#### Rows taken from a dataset

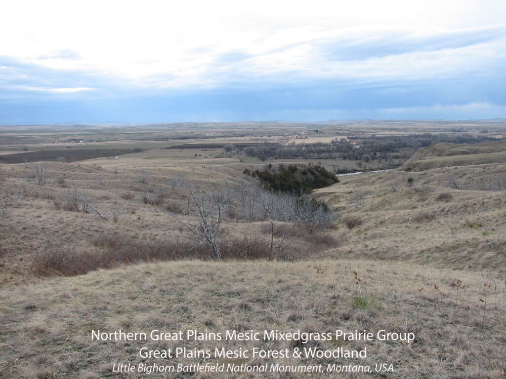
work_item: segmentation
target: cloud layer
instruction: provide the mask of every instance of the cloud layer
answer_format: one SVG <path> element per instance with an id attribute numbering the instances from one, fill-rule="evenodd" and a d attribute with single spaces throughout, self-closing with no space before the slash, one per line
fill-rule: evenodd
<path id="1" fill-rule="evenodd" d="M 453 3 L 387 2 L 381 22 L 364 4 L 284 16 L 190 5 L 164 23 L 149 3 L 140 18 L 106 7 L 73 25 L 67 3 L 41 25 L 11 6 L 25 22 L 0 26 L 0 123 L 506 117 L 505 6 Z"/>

==

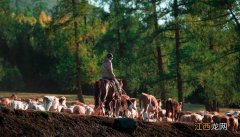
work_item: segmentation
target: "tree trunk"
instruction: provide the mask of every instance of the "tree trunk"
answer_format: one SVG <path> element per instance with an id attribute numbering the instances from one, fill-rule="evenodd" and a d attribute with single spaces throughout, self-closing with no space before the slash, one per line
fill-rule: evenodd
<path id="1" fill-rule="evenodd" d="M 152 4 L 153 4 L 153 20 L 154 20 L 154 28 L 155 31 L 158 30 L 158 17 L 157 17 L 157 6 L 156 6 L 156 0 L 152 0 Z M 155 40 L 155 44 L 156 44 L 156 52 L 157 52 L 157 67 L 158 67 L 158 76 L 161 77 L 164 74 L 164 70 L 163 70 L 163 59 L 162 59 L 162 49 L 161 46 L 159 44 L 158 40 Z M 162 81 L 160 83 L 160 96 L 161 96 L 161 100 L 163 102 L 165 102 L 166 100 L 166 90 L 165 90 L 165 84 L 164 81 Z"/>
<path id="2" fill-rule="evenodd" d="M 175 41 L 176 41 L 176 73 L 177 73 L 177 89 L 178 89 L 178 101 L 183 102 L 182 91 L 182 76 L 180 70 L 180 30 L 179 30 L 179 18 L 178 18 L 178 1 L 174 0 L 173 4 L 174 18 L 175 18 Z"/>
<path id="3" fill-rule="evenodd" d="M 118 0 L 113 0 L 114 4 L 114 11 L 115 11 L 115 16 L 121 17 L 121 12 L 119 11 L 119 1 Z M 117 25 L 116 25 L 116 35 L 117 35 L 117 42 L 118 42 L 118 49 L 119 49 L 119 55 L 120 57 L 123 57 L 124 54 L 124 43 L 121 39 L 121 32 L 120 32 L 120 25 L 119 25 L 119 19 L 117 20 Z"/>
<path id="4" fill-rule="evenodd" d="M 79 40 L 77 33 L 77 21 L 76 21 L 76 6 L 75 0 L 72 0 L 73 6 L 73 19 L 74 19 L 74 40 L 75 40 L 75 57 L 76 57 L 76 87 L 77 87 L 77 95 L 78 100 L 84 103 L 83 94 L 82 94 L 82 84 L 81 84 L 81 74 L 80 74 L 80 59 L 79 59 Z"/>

---

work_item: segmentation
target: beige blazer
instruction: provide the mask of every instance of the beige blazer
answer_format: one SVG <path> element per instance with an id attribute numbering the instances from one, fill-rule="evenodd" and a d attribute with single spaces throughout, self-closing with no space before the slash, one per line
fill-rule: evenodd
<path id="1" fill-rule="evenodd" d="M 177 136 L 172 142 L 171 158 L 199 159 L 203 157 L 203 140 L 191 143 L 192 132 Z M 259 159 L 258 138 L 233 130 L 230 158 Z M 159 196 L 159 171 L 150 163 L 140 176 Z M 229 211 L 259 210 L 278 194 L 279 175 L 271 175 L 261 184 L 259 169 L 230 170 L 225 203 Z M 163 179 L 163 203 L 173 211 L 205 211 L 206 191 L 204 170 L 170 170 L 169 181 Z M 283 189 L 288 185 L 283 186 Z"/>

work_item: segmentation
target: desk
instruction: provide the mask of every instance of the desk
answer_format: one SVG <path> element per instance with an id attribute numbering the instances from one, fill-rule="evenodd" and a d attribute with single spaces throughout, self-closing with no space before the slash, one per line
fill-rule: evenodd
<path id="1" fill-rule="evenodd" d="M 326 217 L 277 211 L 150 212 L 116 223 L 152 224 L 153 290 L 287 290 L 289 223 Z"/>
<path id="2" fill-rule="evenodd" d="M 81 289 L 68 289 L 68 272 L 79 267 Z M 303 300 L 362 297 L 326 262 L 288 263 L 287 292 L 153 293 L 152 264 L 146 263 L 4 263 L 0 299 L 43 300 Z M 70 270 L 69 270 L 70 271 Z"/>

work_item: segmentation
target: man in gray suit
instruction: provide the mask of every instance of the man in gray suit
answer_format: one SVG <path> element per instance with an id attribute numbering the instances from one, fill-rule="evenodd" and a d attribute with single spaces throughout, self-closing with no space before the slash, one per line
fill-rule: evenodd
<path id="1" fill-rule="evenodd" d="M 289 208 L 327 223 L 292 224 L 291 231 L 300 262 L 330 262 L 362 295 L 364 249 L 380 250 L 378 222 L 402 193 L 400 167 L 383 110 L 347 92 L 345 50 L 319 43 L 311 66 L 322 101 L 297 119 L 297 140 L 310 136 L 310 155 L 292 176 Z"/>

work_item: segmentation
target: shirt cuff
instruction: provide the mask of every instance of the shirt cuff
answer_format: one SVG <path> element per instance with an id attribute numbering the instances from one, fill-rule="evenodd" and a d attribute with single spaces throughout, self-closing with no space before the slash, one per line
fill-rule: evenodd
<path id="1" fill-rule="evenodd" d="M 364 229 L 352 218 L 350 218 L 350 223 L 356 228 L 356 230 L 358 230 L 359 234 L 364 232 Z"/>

#### Exercise
Pull out every line of the data above that contains the string "cuff". Treat uppercase and lowercase as different.

#### Written response
target: shirt cuff
instruction: provide the mask of every instance of the shirt cuff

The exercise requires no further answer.